WHAT THE TASK ASKS - Pick out each row below that contains the string "leaf", and copy every such row in full. Case counts.
━━ DATA RECORDS
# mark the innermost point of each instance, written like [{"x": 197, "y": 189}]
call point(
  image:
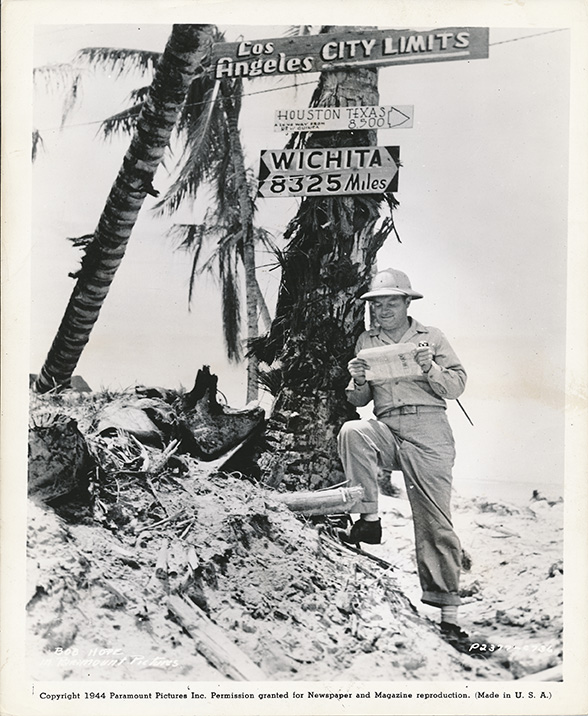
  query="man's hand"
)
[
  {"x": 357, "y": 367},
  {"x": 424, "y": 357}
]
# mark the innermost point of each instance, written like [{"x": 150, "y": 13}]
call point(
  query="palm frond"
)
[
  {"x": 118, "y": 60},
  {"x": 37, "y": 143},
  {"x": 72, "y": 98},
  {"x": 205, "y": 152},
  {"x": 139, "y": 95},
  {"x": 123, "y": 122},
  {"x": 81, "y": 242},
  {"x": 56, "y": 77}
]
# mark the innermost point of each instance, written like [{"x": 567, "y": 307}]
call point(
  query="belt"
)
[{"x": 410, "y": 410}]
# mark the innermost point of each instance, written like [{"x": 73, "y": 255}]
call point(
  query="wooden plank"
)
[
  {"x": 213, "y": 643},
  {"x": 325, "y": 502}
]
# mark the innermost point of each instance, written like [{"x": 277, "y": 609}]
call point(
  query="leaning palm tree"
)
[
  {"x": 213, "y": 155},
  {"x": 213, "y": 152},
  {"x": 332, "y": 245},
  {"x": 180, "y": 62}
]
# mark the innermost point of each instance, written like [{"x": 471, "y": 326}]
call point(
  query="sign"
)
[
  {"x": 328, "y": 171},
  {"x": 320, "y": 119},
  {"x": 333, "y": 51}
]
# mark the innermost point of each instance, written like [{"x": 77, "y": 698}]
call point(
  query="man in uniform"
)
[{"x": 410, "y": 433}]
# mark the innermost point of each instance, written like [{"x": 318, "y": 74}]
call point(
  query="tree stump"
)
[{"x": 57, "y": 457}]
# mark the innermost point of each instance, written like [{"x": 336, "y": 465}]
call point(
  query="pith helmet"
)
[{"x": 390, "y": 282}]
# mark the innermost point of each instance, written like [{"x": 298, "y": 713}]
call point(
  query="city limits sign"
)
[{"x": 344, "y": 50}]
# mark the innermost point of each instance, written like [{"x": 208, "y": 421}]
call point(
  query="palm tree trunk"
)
━━━━
━━ DATA RECORDS
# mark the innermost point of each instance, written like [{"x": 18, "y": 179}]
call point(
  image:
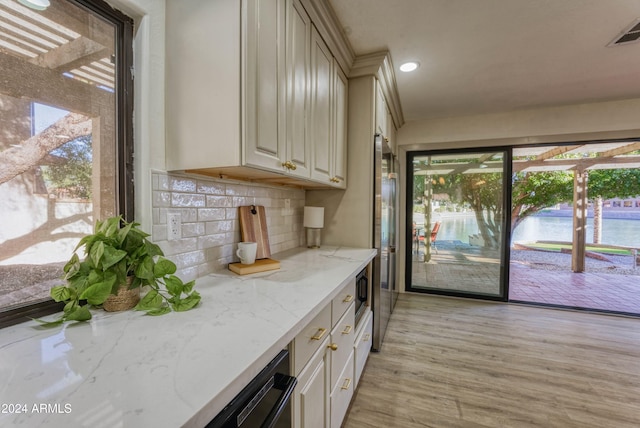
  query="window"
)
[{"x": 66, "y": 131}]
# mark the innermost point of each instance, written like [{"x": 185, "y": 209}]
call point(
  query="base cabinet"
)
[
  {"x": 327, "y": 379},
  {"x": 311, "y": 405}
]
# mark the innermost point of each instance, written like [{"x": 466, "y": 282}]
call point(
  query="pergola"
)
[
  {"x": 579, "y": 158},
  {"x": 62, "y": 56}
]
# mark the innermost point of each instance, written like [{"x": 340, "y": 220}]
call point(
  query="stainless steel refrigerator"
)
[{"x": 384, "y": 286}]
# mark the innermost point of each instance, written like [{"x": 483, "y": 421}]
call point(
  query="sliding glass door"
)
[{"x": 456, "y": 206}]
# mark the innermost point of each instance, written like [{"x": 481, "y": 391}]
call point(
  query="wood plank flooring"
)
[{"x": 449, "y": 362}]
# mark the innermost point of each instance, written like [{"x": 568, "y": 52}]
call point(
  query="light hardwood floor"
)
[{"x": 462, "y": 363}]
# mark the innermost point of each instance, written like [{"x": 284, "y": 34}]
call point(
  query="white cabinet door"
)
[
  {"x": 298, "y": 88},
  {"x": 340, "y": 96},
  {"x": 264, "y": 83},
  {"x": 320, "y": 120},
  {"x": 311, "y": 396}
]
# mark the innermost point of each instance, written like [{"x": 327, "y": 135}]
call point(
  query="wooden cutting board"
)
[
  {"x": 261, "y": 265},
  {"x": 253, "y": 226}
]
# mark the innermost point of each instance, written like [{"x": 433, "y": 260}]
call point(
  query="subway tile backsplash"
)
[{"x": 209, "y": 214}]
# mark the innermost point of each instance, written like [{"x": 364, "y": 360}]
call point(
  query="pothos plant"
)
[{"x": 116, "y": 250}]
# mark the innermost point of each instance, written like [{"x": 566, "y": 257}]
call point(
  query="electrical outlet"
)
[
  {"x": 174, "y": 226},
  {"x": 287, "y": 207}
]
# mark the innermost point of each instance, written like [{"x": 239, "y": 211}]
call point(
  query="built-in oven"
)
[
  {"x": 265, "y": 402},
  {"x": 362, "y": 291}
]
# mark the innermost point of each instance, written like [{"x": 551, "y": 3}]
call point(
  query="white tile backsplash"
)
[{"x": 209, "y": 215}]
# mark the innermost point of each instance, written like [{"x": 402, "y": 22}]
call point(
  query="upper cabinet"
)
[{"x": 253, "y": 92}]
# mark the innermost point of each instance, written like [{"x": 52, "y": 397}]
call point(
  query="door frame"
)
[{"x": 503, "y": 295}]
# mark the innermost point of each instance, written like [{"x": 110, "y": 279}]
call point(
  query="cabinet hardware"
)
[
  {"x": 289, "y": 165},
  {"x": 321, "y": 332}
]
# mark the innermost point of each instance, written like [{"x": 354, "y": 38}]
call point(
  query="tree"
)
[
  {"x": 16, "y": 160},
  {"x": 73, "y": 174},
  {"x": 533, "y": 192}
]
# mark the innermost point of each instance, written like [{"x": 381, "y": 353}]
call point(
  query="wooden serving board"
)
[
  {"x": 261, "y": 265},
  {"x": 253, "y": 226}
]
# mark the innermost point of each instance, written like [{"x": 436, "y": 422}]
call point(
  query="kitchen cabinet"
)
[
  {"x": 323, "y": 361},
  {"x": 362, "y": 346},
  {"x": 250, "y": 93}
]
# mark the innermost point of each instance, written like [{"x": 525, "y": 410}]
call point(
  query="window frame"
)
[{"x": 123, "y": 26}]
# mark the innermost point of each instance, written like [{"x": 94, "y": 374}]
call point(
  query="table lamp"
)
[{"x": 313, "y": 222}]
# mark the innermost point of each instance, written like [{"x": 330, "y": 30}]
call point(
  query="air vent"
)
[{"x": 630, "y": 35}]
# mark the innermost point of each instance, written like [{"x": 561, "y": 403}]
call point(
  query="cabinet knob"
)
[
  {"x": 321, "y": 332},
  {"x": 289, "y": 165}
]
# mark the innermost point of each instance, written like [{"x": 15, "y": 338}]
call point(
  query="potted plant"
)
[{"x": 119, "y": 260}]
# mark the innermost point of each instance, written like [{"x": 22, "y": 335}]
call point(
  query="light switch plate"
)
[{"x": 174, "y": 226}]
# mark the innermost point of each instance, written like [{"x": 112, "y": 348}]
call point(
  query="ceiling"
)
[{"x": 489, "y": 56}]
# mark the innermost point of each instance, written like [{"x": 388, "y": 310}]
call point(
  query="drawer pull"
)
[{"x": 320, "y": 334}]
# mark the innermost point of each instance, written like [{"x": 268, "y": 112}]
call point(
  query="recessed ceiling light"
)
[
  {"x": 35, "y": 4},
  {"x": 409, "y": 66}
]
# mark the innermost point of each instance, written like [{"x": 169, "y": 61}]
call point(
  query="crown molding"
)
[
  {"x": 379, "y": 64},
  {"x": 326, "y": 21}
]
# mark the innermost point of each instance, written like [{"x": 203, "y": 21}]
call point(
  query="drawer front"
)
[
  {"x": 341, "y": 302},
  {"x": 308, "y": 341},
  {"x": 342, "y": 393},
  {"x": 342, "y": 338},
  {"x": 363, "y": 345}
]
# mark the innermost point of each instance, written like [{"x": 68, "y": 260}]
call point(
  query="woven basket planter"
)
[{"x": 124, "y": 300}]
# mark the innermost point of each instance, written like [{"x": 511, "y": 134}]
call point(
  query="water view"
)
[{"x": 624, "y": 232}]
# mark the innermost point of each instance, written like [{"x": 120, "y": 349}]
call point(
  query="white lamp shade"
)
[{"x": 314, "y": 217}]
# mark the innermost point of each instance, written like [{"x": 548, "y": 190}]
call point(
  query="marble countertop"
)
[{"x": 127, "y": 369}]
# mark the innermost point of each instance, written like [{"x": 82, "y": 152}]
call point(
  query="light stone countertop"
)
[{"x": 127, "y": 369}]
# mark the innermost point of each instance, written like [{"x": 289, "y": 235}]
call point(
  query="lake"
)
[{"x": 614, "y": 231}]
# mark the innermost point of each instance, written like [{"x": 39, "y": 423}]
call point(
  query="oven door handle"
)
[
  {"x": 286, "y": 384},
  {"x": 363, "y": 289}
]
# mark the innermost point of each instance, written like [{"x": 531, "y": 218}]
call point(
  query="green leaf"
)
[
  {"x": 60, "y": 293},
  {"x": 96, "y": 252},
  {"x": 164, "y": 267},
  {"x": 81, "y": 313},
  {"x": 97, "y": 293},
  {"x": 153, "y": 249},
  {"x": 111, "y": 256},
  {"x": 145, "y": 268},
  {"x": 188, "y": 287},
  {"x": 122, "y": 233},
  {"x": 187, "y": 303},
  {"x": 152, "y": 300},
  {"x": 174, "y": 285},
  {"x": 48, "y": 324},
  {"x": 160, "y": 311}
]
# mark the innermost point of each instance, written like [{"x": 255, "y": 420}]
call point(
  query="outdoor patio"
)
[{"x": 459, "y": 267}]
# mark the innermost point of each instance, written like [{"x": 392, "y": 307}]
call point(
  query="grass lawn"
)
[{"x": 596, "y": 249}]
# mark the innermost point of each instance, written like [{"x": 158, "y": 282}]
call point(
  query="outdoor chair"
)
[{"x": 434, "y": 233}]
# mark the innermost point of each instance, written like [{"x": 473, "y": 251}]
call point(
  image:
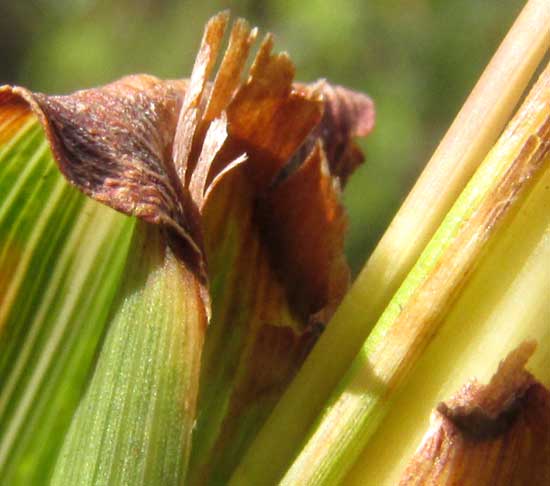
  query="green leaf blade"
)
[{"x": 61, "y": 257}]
━━━━
TASK SOLUTION -
  query="green leaf"
  query="green leaf blade"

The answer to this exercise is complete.